__AIM OF THE EXERCISE__
Return every row below that contains the word "teeth". Letter case must match.

__DATA TO USE__
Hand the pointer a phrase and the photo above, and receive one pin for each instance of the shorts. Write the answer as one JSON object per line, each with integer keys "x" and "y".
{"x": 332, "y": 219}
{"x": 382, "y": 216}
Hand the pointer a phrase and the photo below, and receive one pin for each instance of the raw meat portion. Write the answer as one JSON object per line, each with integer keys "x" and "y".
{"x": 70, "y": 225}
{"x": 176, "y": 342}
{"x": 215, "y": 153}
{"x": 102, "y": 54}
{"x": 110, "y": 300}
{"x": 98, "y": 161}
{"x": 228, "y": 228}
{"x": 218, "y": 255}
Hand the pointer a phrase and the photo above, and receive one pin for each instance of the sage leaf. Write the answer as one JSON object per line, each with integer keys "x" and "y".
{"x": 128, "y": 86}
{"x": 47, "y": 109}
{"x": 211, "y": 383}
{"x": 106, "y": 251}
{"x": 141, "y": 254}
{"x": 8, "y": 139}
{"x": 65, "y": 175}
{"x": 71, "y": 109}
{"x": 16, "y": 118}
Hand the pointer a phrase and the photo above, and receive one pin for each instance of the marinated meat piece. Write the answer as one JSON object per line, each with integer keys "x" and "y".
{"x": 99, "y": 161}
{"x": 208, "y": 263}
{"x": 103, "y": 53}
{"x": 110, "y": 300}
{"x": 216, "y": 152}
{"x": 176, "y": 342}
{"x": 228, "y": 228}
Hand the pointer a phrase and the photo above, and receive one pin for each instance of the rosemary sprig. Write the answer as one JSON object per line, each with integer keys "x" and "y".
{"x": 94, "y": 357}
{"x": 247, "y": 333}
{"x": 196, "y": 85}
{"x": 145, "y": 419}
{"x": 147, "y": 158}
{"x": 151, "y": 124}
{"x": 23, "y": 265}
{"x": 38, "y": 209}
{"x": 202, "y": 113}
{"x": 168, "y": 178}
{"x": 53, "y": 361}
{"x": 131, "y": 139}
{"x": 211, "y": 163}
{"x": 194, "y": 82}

* * *

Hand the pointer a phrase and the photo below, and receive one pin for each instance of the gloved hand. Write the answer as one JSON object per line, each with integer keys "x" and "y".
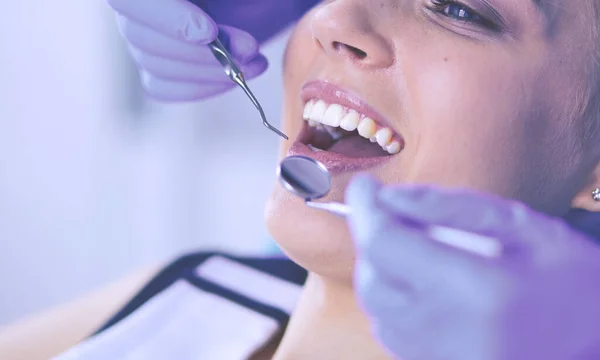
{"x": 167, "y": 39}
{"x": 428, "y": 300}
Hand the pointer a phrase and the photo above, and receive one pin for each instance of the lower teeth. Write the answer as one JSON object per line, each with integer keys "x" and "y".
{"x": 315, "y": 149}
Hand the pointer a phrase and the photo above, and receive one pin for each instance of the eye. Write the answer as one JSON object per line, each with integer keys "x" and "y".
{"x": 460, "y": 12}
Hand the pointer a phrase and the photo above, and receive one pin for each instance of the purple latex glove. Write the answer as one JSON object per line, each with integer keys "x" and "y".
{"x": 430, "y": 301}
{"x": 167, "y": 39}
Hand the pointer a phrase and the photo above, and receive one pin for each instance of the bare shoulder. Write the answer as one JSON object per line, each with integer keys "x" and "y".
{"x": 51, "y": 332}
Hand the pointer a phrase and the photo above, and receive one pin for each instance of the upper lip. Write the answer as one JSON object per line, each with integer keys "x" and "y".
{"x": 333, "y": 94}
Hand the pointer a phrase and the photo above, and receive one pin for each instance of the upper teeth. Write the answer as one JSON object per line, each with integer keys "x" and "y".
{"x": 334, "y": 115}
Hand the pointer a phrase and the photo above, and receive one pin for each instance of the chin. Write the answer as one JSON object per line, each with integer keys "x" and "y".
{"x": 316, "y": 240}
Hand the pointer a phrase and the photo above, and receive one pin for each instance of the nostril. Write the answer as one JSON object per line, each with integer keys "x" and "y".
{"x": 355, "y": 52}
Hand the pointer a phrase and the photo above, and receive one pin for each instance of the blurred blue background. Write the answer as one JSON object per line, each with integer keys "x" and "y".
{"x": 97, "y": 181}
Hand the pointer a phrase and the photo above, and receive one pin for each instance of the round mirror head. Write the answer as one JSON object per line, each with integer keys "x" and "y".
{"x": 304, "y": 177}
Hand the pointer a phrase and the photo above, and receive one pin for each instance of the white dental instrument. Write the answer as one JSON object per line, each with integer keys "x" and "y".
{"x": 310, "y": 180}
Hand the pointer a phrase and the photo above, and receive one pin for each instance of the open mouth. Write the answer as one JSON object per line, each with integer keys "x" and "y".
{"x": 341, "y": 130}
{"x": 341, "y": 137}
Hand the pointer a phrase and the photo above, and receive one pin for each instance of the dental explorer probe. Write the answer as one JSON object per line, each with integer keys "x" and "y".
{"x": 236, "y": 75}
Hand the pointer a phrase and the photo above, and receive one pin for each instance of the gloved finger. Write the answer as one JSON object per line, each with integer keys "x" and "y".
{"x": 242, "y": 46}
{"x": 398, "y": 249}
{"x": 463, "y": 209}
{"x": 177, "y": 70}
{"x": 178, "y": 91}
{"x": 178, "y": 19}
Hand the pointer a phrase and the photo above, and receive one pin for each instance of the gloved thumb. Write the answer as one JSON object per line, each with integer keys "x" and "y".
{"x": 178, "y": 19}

==

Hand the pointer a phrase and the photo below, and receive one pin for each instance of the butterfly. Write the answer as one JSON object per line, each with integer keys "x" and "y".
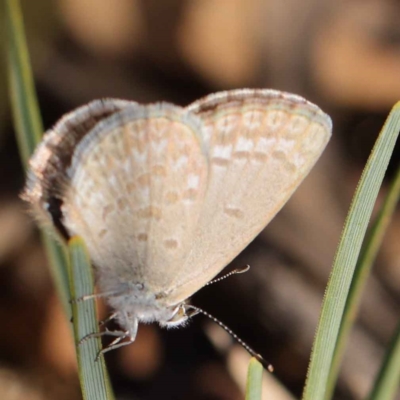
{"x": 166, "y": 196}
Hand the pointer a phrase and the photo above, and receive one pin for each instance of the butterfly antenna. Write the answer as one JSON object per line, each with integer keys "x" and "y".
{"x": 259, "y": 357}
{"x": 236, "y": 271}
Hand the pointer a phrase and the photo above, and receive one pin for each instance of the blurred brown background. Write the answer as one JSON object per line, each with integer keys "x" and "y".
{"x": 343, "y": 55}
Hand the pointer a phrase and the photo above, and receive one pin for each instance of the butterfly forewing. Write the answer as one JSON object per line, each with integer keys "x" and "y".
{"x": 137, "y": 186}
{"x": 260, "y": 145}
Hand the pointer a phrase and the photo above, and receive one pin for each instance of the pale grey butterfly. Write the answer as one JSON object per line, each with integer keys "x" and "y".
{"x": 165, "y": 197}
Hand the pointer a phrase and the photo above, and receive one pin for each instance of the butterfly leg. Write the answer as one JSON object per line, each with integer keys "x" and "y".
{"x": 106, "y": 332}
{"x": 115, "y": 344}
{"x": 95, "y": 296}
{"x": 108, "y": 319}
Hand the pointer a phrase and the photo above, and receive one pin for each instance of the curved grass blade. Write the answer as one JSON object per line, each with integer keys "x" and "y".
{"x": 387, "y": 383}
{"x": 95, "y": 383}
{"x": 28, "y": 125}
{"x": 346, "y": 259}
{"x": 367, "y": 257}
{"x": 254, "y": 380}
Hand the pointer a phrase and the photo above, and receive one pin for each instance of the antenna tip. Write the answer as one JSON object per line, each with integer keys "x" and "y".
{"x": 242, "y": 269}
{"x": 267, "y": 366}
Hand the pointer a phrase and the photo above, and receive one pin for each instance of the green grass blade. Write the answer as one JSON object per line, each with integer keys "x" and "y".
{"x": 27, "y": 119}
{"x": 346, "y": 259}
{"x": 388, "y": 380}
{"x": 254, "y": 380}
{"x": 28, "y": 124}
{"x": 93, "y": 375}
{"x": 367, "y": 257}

__WORKED ANSWER__
Hand the pointer a phrase and the photo above, and receive one pin for each instance of the lower teeth. Write the answer as one JSON object per line, each with integer keys "x" and "y".
Hand the pointer a phrase and the photo above, and receive one pin for each instance of the upper teeth. Write the answer as one JSON object per line, each with integer keys "x" and "y".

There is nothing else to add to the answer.